** START Entries provided **
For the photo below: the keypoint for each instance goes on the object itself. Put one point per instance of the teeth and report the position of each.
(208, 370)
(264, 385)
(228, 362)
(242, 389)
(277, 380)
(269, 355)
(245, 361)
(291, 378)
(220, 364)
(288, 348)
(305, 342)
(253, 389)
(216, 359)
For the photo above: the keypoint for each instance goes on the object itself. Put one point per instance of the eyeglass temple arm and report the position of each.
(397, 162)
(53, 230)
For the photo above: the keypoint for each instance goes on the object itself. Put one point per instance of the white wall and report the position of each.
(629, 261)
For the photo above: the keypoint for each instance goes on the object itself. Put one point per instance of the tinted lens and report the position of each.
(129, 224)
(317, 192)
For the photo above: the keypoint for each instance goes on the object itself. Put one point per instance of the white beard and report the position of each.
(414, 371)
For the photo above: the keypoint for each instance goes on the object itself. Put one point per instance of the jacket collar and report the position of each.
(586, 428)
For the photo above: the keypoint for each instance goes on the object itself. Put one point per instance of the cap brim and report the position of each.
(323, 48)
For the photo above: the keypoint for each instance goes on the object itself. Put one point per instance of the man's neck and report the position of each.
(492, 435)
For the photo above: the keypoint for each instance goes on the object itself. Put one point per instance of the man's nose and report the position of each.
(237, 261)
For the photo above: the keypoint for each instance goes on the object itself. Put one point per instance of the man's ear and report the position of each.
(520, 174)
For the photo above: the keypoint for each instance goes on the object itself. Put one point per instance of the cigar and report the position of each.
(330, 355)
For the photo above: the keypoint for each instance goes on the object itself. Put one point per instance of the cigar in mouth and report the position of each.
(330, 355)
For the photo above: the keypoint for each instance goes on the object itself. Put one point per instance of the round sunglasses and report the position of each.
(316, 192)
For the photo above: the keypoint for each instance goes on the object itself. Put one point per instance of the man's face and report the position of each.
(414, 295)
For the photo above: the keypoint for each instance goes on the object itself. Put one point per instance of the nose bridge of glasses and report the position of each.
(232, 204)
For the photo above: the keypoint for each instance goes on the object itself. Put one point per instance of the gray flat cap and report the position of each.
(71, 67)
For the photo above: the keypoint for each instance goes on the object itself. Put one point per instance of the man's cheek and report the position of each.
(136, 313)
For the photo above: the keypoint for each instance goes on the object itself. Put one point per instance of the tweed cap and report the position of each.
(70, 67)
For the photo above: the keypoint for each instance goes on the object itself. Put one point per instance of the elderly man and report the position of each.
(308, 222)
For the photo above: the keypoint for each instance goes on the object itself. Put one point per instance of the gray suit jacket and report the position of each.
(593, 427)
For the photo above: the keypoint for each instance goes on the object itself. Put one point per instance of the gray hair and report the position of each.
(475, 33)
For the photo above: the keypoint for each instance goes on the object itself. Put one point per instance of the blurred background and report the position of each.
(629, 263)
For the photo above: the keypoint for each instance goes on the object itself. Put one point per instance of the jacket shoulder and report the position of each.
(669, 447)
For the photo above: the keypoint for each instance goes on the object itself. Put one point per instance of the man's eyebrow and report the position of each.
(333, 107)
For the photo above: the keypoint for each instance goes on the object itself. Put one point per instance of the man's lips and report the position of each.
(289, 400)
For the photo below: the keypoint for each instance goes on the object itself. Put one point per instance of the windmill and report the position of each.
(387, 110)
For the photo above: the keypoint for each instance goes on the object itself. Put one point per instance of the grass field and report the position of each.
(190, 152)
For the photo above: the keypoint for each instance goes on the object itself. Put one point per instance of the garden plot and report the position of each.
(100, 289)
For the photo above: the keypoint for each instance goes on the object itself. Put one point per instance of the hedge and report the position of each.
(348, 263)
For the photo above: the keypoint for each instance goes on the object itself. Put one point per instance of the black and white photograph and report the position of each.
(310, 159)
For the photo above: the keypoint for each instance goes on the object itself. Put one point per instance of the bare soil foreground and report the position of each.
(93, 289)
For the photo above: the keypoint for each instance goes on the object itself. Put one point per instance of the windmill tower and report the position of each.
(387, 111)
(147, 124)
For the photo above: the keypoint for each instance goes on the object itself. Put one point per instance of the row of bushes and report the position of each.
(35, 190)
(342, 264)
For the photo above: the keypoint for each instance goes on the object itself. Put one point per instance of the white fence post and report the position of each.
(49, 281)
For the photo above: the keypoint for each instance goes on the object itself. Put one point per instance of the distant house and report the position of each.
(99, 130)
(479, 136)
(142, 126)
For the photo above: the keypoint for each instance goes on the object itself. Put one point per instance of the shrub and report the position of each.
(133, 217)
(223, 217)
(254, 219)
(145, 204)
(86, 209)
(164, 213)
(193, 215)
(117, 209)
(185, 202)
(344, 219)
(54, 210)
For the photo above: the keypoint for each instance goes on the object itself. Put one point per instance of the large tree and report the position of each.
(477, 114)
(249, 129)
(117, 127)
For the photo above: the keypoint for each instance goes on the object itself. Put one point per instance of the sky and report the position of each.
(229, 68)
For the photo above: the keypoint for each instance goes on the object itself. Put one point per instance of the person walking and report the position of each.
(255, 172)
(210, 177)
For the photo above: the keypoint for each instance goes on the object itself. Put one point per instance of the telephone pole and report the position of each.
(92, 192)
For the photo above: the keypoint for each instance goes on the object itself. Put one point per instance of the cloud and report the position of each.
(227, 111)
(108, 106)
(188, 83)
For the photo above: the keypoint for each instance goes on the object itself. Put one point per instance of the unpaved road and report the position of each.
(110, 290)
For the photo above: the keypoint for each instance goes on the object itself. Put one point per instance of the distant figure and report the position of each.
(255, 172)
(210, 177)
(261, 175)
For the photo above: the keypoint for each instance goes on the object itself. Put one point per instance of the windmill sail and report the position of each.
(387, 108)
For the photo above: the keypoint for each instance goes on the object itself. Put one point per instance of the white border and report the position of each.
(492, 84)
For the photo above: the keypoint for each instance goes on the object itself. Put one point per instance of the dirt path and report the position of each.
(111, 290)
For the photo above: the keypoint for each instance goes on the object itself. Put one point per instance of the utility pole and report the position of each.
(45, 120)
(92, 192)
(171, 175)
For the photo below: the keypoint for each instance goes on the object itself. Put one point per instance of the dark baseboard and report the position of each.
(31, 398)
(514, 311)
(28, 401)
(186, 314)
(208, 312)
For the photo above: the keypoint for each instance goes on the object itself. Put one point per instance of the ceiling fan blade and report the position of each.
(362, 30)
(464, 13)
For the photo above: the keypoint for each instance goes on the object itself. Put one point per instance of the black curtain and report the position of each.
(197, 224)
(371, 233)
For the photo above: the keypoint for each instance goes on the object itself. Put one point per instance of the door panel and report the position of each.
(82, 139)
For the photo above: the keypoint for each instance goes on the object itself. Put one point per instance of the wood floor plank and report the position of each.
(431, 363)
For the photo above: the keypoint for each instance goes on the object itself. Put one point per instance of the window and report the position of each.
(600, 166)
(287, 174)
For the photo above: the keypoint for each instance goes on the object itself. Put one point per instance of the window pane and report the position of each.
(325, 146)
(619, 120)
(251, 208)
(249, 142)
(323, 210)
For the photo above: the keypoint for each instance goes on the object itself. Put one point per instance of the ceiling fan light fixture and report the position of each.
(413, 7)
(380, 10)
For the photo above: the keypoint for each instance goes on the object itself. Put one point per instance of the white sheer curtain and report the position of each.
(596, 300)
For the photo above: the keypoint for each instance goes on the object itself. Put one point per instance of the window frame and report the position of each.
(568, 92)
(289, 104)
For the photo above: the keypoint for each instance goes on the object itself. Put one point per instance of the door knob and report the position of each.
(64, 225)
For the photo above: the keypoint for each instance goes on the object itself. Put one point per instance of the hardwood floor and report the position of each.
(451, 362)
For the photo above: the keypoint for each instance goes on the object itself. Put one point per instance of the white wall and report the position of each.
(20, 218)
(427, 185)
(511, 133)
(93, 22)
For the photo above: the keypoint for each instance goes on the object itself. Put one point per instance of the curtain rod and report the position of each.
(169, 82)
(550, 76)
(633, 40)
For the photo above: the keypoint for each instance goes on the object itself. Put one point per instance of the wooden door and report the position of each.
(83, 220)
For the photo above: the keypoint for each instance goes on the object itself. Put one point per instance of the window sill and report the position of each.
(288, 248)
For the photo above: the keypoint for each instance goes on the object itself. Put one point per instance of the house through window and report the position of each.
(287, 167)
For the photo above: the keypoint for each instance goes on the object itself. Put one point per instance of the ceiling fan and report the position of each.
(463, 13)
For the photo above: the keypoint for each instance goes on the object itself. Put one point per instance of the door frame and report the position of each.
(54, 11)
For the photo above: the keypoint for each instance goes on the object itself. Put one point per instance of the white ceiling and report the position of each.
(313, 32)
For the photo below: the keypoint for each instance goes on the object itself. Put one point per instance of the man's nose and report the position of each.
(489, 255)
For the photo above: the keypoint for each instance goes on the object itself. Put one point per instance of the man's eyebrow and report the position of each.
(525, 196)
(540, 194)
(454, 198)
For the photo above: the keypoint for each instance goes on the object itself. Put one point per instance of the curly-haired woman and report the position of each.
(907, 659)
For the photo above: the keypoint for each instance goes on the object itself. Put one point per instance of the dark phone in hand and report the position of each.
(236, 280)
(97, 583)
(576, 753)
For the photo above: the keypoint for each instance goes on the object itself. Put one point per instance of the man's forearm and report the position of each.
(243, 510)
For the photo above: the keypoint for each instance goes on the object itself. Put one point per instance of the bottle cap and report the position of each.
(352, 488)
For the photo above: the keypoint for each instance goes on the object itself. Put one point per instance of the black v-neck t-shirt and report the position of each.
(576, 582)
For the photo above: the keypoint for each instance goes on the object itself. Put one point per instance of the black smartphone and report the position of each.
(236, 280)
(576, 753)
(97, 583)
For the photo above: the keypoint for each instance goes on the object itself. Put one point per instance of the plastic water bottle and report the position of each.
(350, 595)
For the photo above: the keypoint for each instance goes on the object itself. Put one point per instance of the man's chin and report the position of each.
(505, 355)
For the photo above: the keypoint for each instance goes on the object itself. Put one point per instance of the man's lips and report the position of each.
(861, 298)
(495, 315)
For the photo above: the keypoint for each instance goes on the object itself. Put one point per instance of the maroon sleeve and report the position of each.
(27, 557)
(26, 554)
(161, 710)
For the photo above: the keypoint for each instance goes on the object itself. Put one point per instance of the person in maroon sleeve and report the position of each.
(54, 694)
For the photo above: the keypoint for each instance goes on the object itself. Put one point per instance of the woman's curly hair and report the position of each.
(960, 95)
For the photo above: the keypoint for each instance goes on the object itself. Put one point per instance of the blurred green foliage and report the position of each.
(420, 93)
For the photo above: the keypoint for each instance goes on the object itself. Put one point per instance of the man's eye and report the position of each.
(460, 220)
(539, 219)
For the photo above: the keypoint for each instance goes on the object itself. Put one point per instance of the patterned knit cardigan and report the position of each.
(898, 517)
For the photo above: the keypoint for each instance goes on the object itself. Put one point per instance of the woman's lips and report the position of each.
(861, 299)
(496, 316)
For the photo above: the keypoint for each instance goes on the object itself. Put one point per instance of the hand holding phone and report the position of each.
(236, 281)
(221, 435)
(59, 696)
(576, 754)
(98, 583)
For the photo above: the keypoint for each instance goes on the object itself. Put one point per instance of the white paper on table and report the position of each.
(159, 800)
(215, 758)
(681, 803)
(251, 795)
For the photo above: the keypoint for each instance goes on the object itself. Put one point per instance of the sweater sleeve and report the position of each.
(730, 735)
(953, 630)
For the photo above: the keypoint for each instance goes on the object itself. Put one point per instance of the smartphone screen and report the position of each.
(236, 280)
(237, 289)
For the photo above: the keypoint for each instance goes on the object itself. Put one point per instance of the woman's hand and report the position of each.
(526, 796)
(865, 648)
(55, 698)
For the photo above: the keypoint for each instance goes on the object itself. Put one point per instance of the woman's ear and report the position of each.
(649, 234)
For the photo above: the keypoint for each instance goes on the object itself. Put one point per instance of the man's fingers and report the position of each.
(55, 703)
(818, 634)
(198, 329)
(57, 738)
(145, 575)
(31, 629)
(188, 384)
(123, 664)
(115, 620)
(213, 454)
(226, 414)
** END Entries provided **
* **Exercise details**
Update everything from the line containing "woman's ear and report the position of each." down to the end of the records, changing "keypoint" to "marker point" and leaving all else unchanged.

* **Written answer**
For the photo above: the marker point for each instance goes on the object itself. Put one point per instance of the woman's ear and report the position of each.
(649, 234)
For the photo above: the marker point for each instance goes on the object itself. Put one point per instance of the man's fingers and report the position of each.
(55, 703)
(818, 634)
(198, 329)
(57, 738)
(145, 575)
(31, 629)
(188, 384)
(123, 664)
(115, 620)
(213, 454)
(226, 414)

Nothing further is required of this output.